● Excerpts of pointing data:

========================

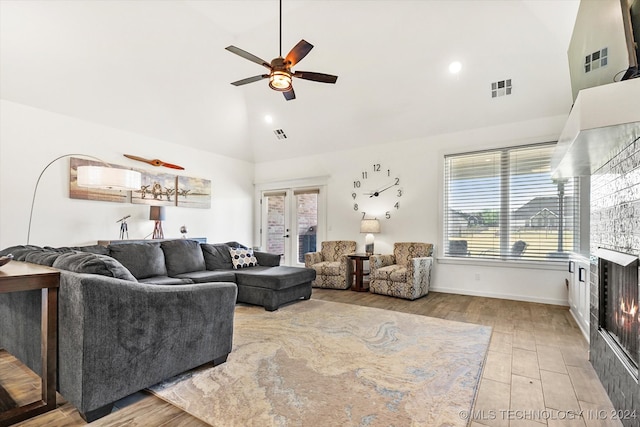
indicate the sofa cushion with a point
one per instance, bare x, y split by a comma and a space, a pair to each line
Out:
243, 258
182, 256
209, 276
166, 280
216, 256
85, 262
143, 260
19, 251
41, 256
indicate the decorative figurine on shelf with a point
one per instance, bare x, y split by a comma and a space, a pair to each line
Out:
124, 230
157, 214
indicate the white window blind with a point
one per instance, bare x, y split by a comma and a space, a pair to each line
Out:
504, 204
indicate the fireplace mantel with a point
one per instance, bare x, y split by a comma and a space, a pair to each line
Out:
619, 258
603, 120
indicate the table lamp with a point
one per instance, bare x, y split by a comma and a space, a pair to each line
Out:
369, 226
157, 214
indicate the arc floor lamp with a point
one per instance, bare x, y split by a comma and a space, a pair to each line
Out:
106, 177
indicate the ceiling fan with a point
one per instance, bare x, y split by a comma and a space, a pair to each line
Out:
280, 74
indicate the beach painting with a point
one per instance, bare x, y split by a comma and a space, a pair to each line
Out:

========================

● Written instruction: Return to the listing above and set it down exactly, leaving out its pictures.

● Response to the task:
indicate the sofa cushion with a point
one per instance, bare x, y split by a comma and a space, a pair to each line
Out:
243, 258
182, 256
209, 276
166, 280
216, 256
85, 262
143, 260
19, 251
41, 256
indicate the decorative figurine on shelf with a point
one per instance, bare x, y split by a comma and a space, a pair to each line
Out:
124, 230
157, 214
indicate the white window blind with a point
one per instance, bare x, y split by a comma and a space, a pair to each line
Out:
504, 204
indicate the fireplace mantel with a point
one per instance, bare x, y split by a comma and a space, a pair to each line
Out:
619, 258
603, 120
indicate the table lamp with a point
one per instance, bare x, y split by a comma and a space, a pair to each line
Out:
369, 226
157, 214
indicate the arc floor lamp with a point
one per instance, bare x, y split by a comma and a space, a pair to each line
Out:
106, 177
indicate the ceiling fan with a point
one per instance, bare x, y split by a comma and a space, a pair to each line
Out:
280, 74
indicate the beach painting with a point
one per instance, bare x, y split by a comma and a space, a pair to each line
Out:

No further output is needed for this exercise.